* [Objective] Continue the forum thread about a homemade Bumblebee costume, starting after its final post.

* [Extract provided]

# My son's bumblebee costume



## Sblanck (Sep 13, 2007)

My son wanted one of those carboard transformers costumes that actually transformed. The engineering involved was more than I wanted to take on so I showed him a picture of another person at a Comicon event dressed as bumblebee and he was pleased with that. Here is what I have so far:


----------



## fick209 (Aug 31, 2009)

Lol, not the bumblebee I was expecting to see You have a great start on his costume, look forward to seeing it finished.


----------



## Dark Angel 27 (Sep 11, 2008)

not what i was expecting either. but i love how it looks so far!


----------



## Sblanck (Sep 13, 2007)

Sorry Bumblebee in my house only applies to transforming camaros, not winged insects


----------



## samhayne (Jul 3, 2008)

will look great, cant wait to see it finished.


----------



## debbie5 (Mar 2, 2007)

Great idea!
AND CUTE AS HELL beagle sleeping upside down in the crate!


----------



## Sblanck (Sep 13, 2007)

Actually there are three Beagles in that crate, I am crazy and decided to adopt three of those pesky things.

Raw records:
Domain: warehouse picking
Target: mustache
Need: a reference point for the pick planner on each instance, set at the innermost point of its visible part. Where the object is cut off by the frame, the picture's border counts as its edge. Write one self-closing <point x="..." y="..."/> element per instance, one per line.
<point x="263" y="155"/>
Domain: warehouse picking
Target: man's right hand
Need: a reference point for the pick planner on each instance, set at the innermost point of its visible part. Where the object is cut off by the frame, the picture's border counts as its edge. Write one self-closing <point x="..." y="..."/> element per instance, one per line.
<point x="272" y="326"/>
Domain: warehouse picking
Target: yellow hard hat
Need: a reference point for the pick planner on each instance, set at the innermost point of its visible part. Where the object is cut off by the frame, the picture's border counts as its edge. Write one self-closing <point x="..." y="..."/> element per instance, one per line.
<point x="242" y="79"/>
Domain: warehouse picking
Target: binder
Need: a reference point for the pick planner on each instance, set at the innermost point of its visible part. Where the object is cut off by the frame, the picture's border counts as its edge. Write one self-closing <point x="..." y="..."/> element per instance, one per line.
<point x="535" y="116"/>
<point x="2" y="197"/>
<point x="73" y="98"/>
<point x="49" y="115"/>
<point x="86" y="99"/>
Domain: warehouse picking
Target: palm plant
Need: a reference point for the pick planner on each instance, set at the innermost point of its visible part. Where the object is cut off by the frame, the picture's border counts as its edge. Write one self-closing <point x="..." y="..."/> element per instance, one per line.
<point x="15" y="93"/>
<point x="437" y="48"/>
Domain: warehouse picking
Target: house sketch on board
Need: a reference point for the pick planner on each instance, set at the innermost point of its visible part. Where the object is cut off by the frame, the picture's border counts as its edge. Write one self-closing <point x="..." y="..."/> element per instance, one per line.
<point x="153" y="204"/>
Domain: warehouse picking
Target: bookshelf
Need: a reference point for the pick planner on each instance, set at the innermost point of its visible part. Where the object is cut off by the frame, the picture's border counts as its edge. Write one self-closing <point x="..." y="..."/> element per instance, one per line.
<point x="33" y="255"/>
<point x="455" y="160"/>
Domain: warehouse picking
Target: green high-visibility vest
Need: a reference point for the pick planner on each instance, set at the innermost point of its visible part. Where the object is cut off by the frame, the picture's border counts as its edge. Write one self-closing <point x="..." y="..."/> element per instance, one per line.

* [Reply to the task]
----------



## mousee23 (Oct 1, 2010)

OMG is this based on the original Bumble bee?I like the new movies but him being a camero still throws me off.Can you tell who my fav is?Even if it's the new one you should be proud.It takes a lot of love to commit to making your kids dream come true


----------



## Sblanck (Sep 13, 2007)




----------



## Mcnab (Oct 13, 2010)

Words can't describe how much you love your son.

Enter him in all the costume contests!


----------



## beelce (Jul 21, 2007)

Outstanding....


----------



## Sblanck (Sep 13, 2007)

Finished product


----------



## Eeeekim (Aug 14, 2009)

WOW! That is great. He would have to take first prize in that.


----------



## Otaku (Dec 3, 2004)

Remarkable! He'll sweep the costume contests!


----------



## RoxyBlue (Oct 6, 2008)

You did a wonderful job and I'll bet he's one proud kid


----------



## Uruk-Hai (Nov 4, 2006)

AWESOME!! Best dad ever!


----------



## nixie (Sep 17, 2008)

Wow!! That's one lucky kid!! My 6 year old son is looking at this, and begging me to make him an Optimus Prime one! Awesome job!!


----------



## Sblanck (Sep 13, 2007)

Thanks everyone!
He is super happy and I cannot wait for him to go to the different Halloween events this year.


----------



## debbie5 (Mar 2, 2007)

That's QUITE the feat of cardboard engineering! It looks great!


----------



## Johnny Thunder (Feb 24, 2006)

Love it!!! Looks great!


----------



## Spooky1 (Aug 25, 2008)

That came out really well.


----------



## Mcnab (Oct 13, 2010)

It is... AMAZING!


----------



## DeathTouch (Sep 6, 2005)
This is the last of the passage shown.